▽

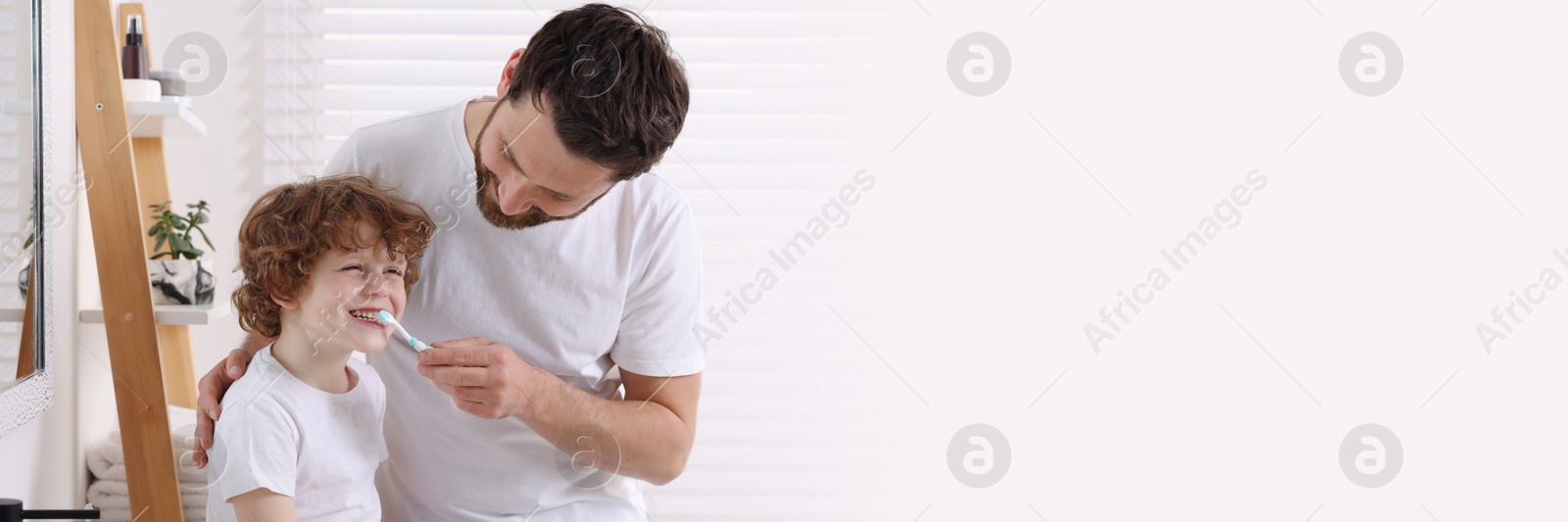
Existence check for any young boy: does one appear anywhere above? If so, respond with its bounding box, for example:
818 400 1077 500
207 175 434 522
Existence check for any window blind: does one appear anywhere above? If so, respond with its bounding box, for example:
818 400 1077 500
257 0 915 520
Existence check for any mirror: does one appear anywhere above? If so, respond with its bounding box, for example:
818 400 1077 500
0 0 49 436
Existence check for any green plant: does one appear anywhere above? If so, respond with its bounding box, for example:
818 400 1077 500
147 201 217 259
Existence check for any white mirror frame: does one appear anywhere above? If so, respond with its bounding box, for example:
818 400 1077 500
0 0 55 438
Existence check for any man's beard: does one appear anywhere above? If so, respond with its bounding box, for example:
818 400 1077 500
473 100 604 230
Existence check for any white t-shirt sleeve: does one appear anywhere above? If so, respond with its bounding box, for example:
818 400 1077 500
610 197 704 376
214 400 300 501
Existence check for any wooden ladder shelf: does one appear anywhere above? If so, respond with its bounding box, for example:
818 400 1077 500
73 0 196 522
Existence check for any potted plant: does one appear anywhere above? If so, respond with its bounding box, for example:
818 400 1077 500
147 201 217 305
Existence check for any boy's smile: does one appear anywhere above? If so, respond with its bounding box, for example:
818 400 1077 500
279 224 408 356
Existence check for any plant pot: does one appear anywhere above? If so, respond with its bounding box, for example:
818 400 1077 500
147 259 215 305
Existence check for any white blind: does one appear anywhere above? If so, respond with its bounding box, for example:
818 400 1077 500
262 0 920 520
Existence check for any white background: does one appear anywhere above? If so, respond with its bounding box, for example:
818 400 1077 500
0 0 1568 522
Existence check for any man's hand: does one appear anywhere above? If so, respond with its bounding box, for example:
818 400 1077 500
191 334 272 469
418 337 554 418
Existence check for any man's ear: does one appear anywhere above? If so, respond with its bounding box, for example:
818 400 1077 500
496 47 527 97
271 292 300 310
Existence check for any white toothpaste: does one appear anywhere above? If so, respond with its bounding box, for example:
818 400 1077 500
376 310 429 353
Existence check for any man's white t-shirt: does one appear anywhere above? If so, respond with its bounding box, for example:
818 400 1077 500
207 347 387 522
327 95 704 522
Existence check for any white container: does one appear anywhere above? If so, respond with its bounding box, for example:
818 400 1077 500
120 80 163 102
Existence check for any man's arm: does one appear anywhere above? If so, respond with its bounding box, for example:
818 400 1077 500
191 332 277 467
418 337 703 486
229 488 300 522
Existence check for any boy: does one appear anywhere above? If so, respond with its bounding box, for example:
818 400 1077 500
207 175 434 522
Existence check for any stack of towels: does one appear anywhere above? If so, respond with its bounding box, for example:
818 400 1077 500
88 406 207 522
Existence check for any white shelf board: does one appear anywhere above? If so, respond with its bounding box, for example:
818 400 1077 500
0 96 207 138
0 303 233 324
81 303 233 324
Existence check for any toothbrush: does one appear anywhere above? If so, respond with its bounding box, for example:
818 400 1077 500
376 310 429 353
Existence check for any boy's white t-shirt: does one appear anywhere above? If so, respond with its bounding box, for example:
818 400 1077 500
327 100 704 522
207 347 387 522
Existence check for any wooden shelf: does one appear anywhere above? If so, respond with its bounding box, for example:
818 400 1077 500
0 96 207 138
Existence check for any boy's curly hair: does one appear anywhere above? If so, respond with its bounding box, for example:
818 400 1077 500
230 175 436 337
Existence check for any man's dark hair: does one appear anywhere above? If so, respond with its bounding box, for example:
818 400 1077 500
505 3 692 182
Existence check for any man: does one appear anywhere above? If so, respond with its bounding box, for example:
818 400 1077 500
196 5 704 522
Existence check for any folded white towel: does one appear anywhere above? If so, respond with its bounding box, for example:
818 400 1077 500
88 441 207 483
94 504 207 522
88 480 207 508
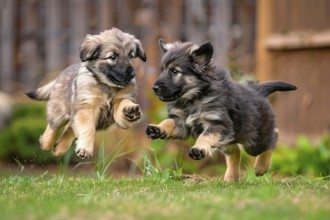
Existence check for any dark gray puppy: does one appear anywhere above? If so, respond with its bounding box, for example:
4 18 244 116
146 39 296 181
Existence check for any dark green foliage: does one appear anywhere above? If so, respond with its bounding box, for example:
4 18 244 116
0 102 54 163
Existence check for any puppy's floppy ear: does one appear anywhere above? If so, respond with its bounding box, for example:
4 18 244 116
190 42 213 66
158 38 174 53
79 34 102 62
135 40 147 62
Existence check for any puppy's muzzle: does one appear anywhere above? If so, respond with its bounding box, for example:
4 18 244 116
152 82 166 95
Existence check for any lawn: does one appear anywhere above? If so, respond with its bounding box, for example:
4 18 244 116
0 174 330 220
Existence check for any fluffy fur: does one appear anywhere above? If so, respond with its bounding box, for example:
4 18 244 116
146 39 296 181
27 28 146 158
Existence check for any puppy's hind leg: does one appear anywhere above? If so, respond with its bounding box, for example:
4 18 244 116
222 144 241 182
52 123 75 157
254 148 273 176
39 124 60 151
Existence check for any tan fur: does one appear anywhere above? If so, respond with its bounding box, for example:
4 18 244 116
27 28 146 158
39 125 58 151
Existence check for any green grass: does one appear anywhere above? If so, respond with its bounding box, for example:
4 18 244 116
0 175 330 220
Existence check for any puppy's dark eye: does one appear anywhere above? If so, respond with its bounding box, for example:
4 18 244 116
108 54 117 61
170 69 179 76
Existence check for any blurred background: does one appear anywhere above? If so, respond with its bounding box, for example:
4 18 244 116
0 0 330 176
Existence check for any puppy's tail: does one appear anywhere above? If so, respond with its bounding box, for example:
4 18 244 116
25 80 55 101
248 81 297 97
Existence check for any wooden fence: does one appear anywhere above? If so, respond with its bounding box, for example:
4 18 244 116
0 0 255 92
257 0 330 143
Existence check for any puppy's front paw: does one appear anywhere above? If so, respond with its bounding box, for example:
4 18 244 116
75 147 93 159
123 105 142 122
189 147 206 160
146 125 166 139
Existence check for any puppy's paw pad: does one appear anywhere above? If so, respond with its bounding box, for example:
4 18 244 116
146 125 166 139
189 148 206 160
123 105 142 122
75 148 93 159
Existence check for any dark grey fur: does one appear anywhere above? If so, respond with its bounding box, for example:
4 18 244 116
146 40 296 158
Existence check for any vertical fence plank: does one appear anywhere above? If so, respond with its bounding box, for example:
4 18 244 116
98 0 115 31
210 0 232 66
69 0 88 63
45 0 66 73
18 0 42 87
0 0 17 92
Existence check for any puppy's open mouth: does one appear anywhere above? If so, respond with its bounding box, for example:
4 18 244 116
156 93 182 102
107 75 132 87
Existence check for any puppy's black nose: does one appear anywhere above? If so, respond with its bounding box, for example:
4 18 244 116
126 67 135 78
152 85 160 93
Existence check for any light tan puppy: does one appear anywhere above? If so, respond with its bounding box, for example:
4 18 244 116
27 28 146 158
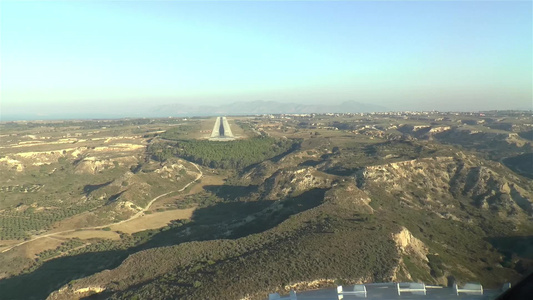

△

● Work to complete:
Copy every entry above verbatim, line for line, without the pictures.

● Exercise answer:
Existence check for any young boy: does one appear anywhere above? If so, respond with its bounding box, for example:
818 400 1077 500
207 175 434 522
Existence check for any window blind: does one appear anywhere above? If so, respond with its bounding box, for example:
818 400 1077 500
257 0 915 520
Existence check for any mirror: does one appear anywhere above? If so, respond with its bounding box, for example:
818 400 1077 500
0 0 49 436
Existence check for any green plant: does one appear anywhere above? If so, respond with its bounding box, for example:
818 400 1077 500
147 201 217 259
Existence check for any white mirror frame: does one appear anywhere above? If so, respond with its bounding box, for example:
818 400 1077 500
0 0 55 438
Existence check for any man's beard: does one appear anywhere above? If so, respond with its bounding box, for example:
818 400 1077 500
473 100 604 230
Existence check for any white t-shirt sleeve: does one appear anywhere above? If so, respond with its bounding box, for example:
818 400 1077 500
610 197 704 376
214 400 300 501
Existence check for any wooden ladder shelf: does one appear anywhere above? If so, respond with its bounding box, for example:
818 400 1077 500
73 0 196 522
Existence check for any potted plant: does one appear anywhere above? If so, respond with its bounding box, for example:
818 400 1077 500
147 201 217 305
Existence check for any boy's smile: does one appear anywhere above? If so, respond with its bounding box, for example:
818 400 1077 500
279 224 408 356
Existence check for any plant pot: does one appear anywhere above? If so, respond with its bounding box, for example:
818 400 1077 500
147 259 215 305
Existence check for any white blind: does one appear anywhere above? If so, respond with its bounding box, for example:
818 400 1077 500
262 0 920 520
Existence check for any white background: does one appear anywhere above? If so, respond with its bounding box, for example:
818 400 1077 500
0 0 1568 522
Existence check for any man's hand: does one appear anywhere above? If so, respond with its bounding box, for example:
818 400 1077 500
191 334 272 469
418 337 554 418
Existence check for any man's ear: does one appear anywhere above? If so, respond with its bounding box, for example:
818 400 1077 500
496 47 527 97
271 292 300 310
Existence check for any white toothpaste: does one appear anywhere above? If so, respond with its bounding box, for example:
818 400 1077 500
376 310 429 353
Existence check for any man's white t-shirt: does one appear anywhere above? If so, respond with its bounding box, for example:
818 400 1077 500
207 347 387 522
327 95 704 522
Existence check for any white container: does one appear anywhere above? If so, respond with its bounding box, for example:
818 400 1077 500
120 80 163 102
Existence check for any man's arm: does one appear anywhere above? If so, respond with its bounding box, for example:
818 400 1077 500
191 332 277 467
418 337 703 486
229 488 300 522
Existence check for any boy: does one appear anywhere above? If so, respond with its bounding box, for example:
818 400 1077 500
207 175 434 522
Existence check for any stack of towels: does one appear anywhere above? If so, respond with its bounding box, for example:
818 400 1077 500
88 406 207 522
Existence check for any white shelf board: does one appear anywhere above? If so, respond with its bounding box, for example:
818 400 1077 500
0 96 207 138
0 303 233 324
81 303 233 324
Existence check for any toothbrush: does one appear anywhere above? If so, respond with its bounding box, for example:
818 400 1077 500
376 310 429 353
Existence check for any boy's white t-shirt: does one appear anywhere above? If so, respond with its bounding box, for example:
818 400 1077 500
327 100 704 522
207 347 387 522
Existence check for any wooden shelf: does one appear anywhere above? If so, respond with its bounding box, for example:
818 400 1077 500
0 96 207 138
Existence check for any boy's curly hair: does one appear anywhere above? If so, respond with its bounding box, for example:
818 400 1077 500
230 175 436 337
Existence check for any man's dark hair: does one appear anywhere above? If so, respond with its bounding box, for example:
818 400 1077 500
505 3 692 182
Existence check for any man: does one appear anywhere above? If so, respond with its bounding box, for example:
818 400 1077 500
196 5 704 522
Existence check for any folded white towel: does one appear anywhere above? If so, respond with its bounding box, for example:
818 400 1077 500
88 441 207 483
94 504 207 522
88 480 207 508
Existence check for any dark gray puppy: does one appear anywhere above? If so, respond with its bounding box, for example:
4 18 244 116
146 39 296 181
Existence check for any dark green foliage: does one appear anywhere above? If so, respond with its bounding box, for example:
4 18 244 116
0 102 54 163
Existence check for any puppy's floppy ear: does one appear anywhere above? If so, respond with its bounding box, for example:
4 18 244 116
190 42 213 66
158 38 174 53
79 34 102 62
135 40 147 62
Existence check for any puppy's muzzle: does one appear anywhere above? If so, respond with its bounding box, for example:
4 18 244 116
152 82 166 95
Existence check for any lawn: does one appear anywhere above? If so, respond with its bounding box, for example:
4 18 244 116
0 174 330 220
Existence check for any fluffy fur: does one appear anywhere above? If so, respond with its bounding box, for example:
4 18 244 116
146 39 296 181
27 28 146 158
Existence check for any puppy's hind leg: does one appear anywhere above? If so, respond with its bounding box, for example:
4 18 244 116
222 144 241 182
52 123 75 157
254 148 273 176
39 124 60 151
Existence check for any tan fur: does one appear anywhere above? If so, respond with its bounding box, for example:
4 18 244 116
27 28 146 158
39 125 58 151
Existence check for any green grass: does one appear anywhere above? If so, respond with its bounding box, for example:
4 18 244 116
0 175 330 220
Existence check for any puppy's dark eye: does one appear anywhere above? If so, respond with its bounding box, for example:
4 18 244 116
108 54 117 61
170 69 179 76
Existence check for any blurred background: does one appear anywhere above? If so, respond with its bounding box, for example:
4 18 244 116
0 0 330 176
Existence check for any puppy's tail: does one appear anywhere above? If so, respond with its bounding box, for example:
4 18 244 116
25 80 55 101
248 81 297 97
Existence check for any wooden fence: does one appear anywhere above? If so, respond with its bounding box, for example:
4 18 244 116
0 0 255 92
257 0 330 143
Existence check for any puppy's front paw: does one appear anywhere above? If so, respond with its bounding box, for example:
4 18 244 116
75 147 93 159
123 105 142 122
189 147 206 160
146 125 166 139
Existence check for any puppy's paw pad: does one appear anywhere above? If so, respond with its bounding box, for example:
4 18 244 116
146 125 166 139
189 148 206 160
123 105 142 122
75 148 93 159
Existence check for any dark grey fur: does one appear anywhere above? If so, respond with its bounding box, for example:
4 18 244 116
146 40 296 158
Existence check for any vertical fence plank: does one appear anywhere above? If so, respond with its bounding box, for example:
4 18 244 116
98 0 115 31
210 0 232 66
69 0 88 63
45 0 66 73
18 0 42 87
0 0 17 92
Existence check for any puppy's open mouth: does one appear anywhere above? If so, respond with its bounding box, for example:
4 18 244 116
156 93 182 102
107 75 132 87
Existence check for any puppy's black nose: does one appear anywhere above? If so, respond with its bounding box, for example:
4 18 244 116
126 67 135 78
152 85 160 93
Existence check for any light tan puppy: does one appear anywhere above? If so, respond with its bounding box, for example:
4 18 244 116
27 28 146 158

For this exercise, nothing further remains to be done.